*EXERCISE DIRECTIONS*: Word for word, reproduce all of the entries shown below.

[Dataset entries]
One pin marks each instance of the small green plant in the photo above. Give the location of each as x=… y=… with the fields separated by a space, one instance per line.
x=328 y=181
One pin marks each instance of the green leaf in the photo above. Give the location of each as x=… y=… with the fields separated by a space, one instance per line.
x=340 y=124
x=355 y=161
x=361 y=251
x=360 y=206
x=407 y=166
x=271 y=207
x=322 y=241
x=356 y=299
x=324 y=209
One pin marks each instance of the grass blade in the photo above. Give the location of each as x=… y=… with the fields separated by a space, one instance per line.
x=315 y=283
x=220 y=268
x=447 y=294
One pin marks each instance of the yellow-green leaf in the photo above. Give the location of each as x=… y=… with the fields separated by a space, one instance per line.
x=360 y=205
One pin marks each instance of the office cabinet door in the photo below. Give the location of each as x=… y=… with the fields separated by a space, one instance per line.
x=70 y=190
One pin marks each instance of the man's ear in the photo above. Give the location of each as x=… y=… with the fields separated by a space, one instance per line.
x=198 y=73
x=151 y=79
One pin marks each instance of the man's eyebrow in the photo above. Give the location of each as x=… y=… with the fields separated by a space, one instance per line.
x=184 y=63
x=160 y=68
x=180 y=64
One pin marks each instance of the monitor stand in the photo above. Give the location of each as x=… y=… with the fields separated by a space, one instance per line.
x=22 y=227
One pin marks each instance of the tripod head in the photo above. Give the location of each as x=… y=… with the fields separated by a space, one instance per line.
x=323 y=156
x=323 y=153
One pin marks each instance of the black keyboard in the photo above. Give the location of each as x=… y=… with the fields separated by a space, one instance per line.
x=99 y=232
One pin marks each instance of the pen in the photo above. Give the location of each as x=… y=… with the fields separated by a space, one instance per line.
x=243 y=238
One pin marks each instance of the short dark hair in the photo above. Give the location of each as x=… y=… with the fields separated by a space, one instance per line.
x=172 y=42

*EXERCISE ANSWER*:
One pin marks each instance of the small green plant in the photo above. Give the location of each as x=… y=… with the fields separated by a space, one instance per line.
x=328 y=181
One pin marks each instance of the green leaf in the photo above. Give the location of each as x=… y=… with the fields separated by a space, one instance per line.
x=340 y=124
x=355 y=161
x=361 y=251
x=360 y=206
x=407 y=166
x=271 y=207
x=322 y=241
x=356 y=299
x=324 y=209
One pin marks each instance of the grass blade in the photo above. Give the location of each as x=… y=… with the fields separated by a space, one instance per line.
x=315 y=283
x=220 y=268
x=447 y=294
One pin marks each instance of the yellow-green leaf in the photo above. Give the location of each as x=… y=… with the fields separated by a space, one instance per line.
x=360 y=205
One pin marks each instance of the office cabinet door in the photo below. Give the location of each as x=… y=… with the fields separated by a space, one instance per line.
x=70 y=190
One pin marks each instance of the man's ear in the photo above. Give the location of each as x=… y=… with the fields separated by a space, one instance per line.
x=198 y=73
x=151 y=79
One pin marks each instance of the man's eyebrow in the photo above. Give the location of each as x=… y=… with the fields separated by a space, one instance per line.
x=184 y=63
x=160 y=68
x=180 y=64
One pin marks each instance of the monitor stand in the photo above. Give the location of each as x=… y=… with the fields separated by a space, one instance per line.
x=22 y=227
One pin marks each instance of the tripod head in the photo above. Give the location of each as x=… y=… with the fields separated by a space, one instance per line.
x=323 y=156
x=323 y=153
One pin marks each instance of the black keyboard in the photo above. Give the location of each as x=… y=… with the fields separated by a space, one instance per line.
x=99 y=232
One pin marks each instance of the pen in the photo above. Give the location of each as x=… y=… with the fields separated by a space, one instance per line.
x=243 y=238
One pin marks each instance of the short dark hair in the photo above. Give the location of each as x=… y=… with the fields separated by a space, one instance per line.
x=172 y=42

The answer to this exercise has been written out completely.